**SHORT EXERCISE A:**
Rewrite the records from their first line up to and including the line with "point(39, 188)", swapping each "treeline" for "tree line" and leaving everything else unchanged.
-- Start of DOCUMENT SECTION --
By 1600, the Mughal dynasty had ruled the northern Indian plain for eighty years and was extending its sway beyond. The empire was founded in the 1520s by descendants of Genghiz Khan and his Turko-Mongol successor Timur (Tamerlane to contemporary Europeans). The Mughal dynasty first ruled an area in Uzbekistan that had long been an important part of the silk route. A series of local conflicts forced them to look to territories beyond their homeland. Gaining control of Kabul the Mughals then pushed on to the more fertile lands beyond the Khyber Pass in the late 1520s, gaining supporters as they went. The first Mughal armies were relatively small, only 12,000 fighting at the Battle of Panipat in 1526, for example. They won initially by using cannon and matchlock rifles against Afghan and Rajput rulers who up to that point relied on mounted swordsmen.
-- End of DOCUMENT SECTION --
-- Start of PROVIDED ENTRIES --
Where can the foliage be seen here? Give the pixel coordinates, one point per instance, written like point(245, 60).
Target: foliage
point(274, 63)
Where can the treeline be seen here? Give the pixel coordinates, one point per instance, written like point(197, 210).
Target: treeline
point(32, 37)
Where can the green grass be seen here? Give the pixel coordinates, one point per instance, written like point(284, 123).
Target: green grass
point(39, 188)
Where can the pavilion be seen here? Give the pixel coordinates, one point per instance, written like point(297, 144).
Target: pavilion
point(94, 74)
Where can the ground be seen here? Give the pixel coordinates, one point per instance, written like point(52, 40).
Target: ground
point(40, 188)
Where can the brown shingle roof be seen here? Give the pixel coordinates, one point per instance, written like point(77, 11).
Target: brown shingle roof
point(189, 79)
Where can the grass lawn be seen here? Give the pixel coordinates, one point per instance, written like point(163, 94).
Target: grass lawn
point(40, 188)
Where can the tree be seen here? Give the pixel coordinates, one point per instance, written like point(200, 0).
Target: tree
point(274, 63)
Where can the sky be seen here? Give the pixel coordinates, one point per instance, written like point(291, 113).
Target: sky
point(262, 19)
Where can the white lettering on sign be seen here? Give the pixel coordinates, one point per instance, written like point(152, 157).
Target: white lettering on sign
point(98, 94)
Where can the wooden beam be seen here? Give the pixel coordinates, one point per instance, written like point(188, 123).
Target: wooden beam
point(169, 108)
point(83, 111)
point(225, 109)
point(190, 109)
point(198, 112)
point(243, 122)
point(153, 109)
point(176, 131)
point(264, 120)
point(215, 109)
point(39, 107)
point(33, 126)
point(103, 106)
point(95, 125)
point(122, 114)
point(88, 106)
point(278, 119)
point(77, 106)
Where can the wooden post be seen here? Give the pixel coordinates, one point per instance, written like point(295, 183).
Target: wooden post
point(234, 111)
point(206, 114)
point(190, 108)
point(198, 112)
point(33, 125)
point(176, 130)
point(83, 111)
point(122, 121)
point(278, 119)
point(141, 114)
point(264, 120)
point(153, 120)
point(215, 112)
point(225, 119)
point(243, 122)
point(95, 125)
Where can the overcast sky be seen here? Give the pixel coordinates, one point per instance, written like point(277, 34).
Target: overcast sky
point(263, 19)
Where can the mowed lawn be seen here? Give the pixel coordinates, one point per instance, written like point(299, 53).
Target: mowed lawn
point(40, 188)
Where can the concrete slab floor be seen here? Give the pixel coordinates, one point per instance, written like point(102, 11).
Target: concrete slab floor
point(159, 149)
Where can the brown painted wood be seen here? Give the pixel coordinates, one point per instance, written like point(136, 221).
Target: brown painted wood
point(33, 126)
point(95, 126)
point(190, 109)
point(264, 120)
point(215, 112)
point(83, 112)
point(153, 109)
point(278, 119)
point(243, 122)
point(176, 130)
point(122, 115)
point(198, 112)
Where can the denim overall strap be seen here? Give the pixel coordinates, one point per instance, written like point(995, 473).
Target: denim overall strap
-- End of PROVIDED ENTRIES --
**SHORT EXERCISE B:**
Duplicate the passage on the early Mughal dynasty in full, word for word.

**EXERCISE SOLUTION A:**
Where can the foliage be seen here? Give the pixel coordinates, one point per instance, written like point(245, 60).
Target: foliage
point(274, 63)
Where can the tree line be seen here? Give the pixel coordinates, one point per instance, written like point(197, 210).
Target: tree line
point(32, 37)
Where can the green grass be seen here? Give the pixel coordinates, one point per instance, written like point(284, 123).
Target: green grass
point(39, 188)

**EXERCISE SOLUTION B:**
By 1600, the Mughal dynasty had ruled the northern Indian plain for eighty years and was extending its sway beyond. The empire was founded in the 1520s by descendants of Genghiz Khan and his Turko-Mongol successor Timur (Tamerlane to contemporary Europeans). The Mughal dynasty first ruled an area in Uzbekistan that had long been an important part of the silk route. A series of local conflicts forced them to look to territories beyond their homeland. Gaining control of Kabul the Mughals then pushed on to the more fertile lands beyond the Khyber Pass in the late 1520s, gaining supporters as they went. The first Mughal armies were relatively small, only 12,000 fighting at the Battle of Panipat in 1526, for example. They won initially by using cannon and matchlock rifles against Afghan and Rajput rulers who up to that point relied on mounted swordsmen.